§ **TASK TO COMPLETE**
Exactly as they appear below, repeat the lines from the one with "One point goes on each instance of the blurred" through the one with "One point goes on each instance of the plantain", and no others.

§ **DATA FOR THIS EXERCISE**
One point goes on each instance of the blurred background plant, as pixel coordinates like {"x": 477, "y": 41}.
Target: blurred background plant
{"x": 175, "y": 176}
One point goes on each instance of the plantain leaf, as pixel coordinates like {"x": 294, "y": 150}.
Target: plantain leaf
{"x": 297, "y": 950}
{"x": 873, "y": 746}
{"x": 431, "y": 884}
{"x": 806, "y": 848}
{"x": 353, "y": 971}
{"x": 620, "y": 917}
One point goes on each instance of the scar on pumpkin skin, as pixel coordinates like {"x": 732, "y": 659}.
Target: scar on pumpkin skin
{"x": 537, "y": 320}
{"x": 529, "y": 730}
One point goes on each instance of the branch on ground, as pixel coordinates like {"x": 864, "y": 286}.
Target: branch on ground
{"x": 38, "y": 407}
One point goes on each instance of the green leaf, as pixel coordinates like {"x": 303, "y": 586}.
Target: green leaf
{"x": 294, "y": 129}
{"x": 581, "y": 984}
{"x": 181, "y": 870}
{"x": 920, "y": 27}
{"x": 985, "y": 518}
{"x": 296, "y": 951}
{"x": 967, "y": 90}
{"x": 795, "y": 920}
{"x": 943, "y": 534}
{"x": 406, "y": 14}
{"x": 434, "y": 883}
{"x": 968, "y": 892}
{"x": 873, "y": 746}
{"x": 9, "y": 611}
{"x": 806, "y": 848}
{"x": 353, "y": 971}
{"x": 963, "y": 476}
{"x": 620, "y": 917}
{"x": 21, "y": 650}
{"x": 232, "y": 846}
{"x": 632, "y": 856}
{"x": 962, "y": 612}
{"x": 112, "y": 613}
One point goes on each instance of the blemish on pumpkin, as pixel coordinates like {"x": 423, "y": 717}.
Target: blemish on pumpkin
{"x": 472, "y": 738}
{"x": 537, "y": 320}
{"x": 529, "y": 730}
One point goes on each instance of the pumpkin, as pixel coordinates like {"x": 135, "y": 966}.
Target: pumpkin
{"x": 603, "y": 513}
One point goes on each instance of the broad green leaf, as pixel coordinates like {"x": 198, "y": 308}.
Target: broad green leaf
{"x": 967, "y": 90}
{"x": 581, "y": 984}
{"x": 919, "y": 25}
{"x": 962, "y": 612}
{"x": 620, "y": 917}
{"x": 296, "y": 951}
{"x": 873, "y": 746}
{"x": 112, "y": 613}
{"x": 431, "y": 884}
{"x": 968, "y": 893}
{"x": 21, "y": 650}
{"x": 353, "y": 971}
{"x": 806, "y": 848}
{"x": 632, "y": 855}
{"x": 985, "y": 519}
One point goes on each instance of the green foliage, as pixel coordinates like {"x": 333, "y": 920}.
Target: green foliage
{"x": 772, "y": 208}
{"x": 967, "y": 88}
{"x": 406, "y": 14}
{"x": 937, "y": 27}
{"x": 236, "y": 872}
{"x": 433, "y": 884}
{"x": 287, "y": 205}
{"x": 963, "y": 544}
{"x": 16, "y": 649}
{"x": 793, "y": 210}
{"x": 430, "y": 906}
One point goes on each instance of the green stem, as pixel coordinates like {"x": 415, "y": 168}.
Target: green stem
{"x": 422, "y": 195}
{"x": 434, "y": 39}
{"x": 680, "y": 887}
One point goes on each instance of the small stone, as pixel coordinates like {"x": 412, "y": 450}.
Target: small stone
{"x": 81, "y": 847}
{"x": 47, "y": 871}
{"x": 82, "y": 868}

* * *

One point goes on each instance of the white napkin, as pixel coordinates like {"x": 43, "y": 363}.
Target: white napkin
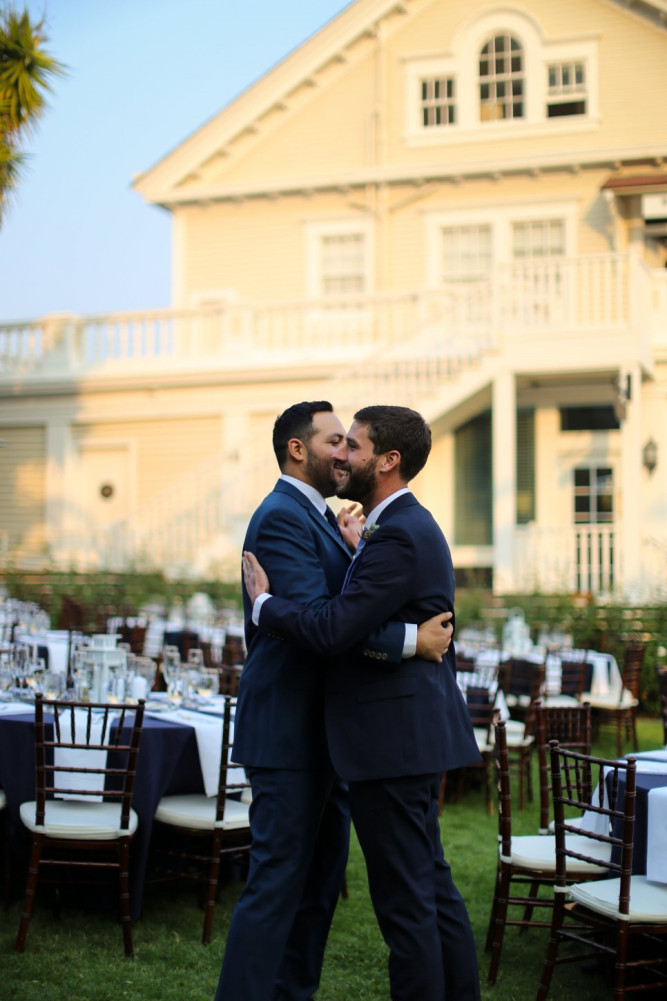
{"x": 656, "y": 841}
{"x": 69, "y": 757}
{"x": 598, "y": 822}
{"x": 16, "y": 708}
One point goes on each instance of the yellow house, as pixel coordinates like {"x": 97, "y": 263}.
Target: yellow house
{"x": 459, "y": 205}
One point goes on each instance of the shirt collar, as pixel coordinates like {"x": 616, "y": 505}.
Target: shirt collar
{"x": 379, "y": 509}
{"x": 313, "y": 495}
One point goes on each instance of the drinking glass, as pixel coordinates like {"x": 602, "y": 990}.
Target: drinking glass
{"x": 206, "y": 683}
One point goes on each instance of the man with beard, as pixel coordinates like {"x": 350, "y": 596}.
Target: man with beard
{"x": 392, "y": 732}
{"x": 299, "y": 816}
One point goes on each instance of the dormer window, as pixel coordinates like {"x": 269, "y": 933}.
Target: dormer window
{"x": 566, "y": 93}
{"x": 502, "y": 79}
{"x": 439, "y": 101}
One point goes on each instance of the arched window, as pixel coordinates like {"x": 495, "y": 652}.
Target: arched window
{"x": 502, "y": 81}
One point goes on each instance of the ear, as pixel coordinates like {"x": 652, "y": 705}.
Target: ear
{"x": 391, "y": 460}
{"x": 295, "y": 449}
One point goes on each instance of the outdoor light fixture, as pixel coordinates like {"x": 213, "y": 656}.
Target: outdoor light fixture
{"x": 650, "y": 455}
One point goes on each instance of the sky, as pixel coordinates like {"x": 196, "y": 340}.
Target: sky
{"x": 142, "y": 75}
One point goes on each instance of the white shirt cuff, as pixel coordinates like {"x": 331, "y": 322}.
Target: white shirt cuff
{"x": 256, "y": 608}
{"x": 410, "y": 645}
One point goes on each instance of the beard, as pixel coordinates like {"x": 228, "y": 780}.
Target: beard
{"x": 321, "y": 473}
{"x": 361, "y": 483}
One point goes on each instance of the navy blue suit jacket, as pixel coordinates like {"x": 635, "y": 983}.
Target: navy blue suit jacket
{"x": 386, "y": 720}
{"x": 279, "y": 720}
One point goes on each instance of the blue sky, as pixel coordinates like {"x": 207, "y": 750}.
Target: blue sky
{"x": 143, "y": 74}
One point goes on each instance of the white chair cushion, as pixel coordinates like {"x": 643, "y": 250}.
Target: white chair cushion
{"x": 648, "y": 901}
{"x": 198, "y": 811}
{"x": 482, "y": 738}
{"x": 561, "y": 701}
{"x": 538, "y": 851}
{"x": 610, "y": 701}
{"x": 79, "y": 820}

§ **OUTPUT**
One point goes on each instance of the blurred background plant, as pixel coordinates like {"x": 477, "y": 41}.
Target: blurred background plant
{"x": 175, "y": 176}
One point goes on each instance of the plantain leaf, as pixel coordinates like {"x": 294, "y": 150}.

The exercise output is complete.